What to do: Rescale the records below by repeating every line, requests included, with each bounding-box coordinate in the answers multiplied by 1.3 and rounded to the nearest whole number, halves rounded up. Apply this to all of the records.

═════ Materials provided ═════

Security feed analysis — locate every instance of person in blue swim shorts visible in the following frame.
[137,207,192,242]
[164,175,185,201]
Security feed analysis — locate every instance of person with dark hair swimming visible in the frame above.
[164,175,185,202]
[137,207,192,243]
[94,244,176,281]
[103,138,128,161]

═════

Finished task:
Security feed analysis — locate every instance of person in blue swim shorts visible in the following frame.
[178,269,250,315]
[213,228,241,261]
Security feed analysis — locate every instance of person with dark hair swimming visible in the frame above.
[213,228,241,263]
[178,269,250,316]
[122,317,229,365]
[134,179,166,209]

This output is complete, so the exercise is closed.